Your assignment =
Scan the entries for lines with the word "below", then copy those lines.

Available records =
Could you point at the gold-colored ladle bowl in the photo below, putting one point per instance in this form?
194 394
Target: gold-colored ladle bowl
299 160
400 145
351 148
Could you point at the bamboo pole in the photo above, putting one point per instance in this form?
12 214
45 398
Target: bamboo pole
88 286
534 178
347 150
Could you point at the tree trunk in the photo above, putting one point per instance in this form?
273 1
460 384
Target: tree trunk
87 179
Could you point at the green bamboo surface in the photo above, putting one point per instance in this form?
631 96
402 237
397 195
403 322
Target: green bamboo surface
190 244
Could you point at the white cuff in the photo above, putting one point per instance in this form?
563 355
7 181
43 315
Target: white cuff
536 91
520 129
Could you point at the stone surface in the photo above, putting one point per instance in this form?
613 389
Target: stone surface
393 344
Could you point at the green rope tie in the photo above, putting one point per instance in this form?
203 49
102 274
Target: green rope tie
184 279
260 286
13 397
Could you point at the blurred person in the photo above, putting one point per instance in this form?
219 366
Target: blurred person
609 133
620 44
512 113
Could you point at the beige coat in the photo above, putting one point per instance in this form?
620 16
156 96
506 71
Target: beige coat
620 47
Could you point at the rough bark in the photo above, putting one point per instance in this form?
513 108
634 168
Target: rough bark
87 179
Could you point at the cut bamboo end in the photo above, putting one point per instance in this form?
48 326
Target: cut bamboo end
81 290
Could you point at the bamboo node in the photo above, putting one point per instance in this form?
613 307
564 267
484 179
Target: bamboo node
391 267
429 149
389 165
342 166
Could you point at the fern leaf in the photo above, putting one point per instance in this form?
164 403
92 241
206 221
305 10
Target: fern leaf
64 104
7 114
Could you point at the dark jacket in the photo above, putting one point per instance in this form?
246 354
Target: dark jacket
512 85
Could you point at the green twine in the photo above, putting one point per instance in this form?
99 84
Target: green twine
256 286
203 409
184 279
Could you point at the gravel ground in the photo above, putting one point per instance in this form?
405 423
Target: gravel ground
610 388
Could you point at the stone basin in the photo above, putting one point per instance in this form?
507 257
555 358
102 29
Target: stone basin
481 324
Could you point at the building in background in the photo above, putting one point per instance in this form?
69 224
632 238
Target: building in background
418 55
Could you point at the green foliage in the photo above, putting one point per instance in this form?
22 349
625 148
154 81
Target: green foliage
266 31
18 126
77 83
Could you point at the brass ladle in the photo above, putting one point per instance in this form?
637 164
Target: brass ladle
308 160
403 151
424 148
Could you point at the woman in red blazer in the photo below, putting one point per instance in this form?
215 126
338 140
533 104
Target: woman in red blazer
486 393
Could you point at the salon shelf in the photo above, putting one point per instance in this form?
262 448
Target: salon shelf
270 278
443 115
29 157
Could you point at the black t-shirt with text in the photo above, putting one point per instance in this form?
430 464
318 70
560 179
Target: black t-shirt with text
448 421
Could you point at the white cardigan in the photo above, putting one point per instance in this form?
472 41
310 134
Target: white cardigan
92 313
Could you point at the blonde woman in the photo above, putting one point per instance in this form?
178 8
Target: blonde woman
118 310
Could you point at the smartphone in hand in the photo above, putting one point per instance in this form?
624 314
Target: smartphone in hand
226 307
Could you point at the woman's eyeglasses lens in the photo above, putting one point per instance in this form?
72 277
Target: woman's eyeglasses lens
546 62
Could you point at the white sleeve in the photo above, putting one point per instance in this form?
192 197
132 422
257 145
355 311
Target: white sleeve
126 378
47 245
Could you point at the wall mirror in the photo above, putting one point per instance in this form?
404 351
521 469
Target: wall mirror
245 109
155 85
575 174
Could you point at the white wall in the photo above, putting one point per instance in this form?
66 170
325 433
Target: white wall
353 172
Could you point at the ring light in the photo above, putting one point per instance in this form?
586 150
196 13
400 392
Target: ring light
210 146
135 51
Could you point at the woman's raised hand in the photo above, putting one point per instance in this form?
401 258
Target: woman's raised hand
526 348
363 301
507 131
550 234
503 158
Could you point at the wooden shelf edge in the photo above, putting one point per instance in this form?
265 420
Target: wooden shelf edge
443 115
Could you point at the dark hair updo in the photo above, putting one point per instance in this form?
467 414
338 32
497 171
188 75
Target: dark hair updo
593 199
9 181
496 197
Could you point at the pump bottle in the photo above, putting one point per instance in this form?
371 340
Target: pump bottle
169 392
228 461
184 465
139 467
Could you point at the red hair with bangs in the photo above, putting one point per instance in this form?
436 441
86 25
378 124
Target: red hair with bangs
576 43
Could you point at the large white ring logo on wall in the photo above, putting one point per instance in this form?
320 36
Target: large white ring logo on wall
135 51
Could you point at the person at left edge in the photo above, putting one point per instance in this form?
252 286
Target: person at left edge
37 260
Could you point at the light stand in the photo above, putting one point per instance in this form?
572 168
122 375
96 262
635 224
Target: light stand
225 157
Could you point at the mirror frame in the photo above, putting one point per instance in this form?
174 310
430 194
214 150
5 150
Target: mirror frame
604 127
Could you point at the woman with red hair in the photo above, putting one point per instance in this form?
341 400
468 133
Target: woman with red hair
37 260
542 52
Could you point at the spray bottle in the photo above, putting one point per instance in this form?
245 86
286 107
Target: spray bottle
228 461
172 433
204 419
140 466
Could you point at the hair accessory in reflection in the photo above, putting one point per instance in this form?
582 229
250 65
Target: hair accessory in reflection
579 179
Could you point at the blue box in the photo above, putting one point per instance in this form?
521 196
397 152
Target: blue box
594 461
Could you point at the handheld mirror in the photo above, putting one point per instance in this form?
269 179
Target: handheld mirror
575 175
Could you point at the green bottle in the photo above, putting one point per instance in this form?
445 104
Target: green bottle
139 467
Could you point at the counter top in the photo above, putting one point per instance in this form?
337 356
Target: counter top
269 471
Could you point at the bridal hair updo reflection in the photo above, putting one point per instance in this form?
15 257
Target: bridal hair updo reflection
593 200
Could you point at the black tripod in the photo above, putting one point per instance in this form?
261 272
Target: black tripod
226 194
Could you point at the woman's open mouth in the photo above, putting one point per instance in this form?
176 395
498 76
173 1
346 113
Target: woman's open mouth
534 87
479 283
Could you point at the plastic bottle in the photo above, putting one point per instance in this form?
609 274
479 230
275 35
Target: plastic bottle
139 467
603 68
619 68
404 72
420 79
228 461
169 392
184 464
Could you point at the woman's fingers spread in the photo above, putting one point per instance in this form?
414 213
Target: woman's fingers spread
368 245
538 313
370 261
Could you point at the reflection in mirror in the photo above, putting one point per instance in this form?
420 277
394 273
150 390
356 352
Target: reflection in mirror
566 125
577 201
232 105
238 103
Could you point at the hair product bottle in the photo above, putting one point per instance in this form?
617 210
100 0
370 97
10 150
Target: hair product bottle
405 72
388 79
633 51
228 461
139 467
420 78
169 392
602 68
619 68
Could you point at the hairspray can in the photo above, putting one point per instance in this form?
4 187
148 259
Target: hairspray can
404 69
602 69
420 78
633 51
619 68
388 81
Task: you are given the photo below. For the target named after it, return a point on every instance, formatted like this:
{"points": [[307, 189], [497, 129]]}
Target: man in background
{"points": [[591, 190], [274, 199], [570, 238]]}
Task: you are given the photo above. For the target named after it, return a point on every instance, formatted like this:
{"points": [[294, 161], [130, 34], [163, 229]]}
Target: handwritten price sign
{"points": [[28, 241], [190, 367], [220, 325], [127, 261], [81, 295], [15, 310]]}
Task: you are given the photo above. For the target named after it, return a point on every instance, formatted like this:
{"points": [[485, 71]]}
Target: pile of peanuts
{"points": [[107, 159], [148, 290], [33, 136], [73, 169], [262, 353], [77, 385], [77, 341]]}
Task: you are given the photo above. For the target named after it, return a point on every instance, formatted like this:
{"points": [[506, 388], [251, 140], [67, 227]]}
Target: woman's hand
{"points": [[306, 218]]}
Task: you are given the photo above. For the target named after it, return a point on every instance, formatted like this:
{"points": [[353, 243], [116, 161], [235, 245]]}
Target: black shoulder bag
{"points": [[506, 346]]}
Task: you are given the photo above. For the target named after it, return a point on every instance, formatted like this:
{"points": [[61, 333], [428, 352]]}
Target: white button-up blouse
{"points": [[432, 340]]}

Answer to this exercise =
Could you point at the gold-colored ladle bowl in the photo below, putting one point per instance in this form?
Could you point at the woman in red blazer in the photo below, putting one point per instance in this form?
Task: you are given the photo below. For the target named after it, return a point on every instance, formatted like this:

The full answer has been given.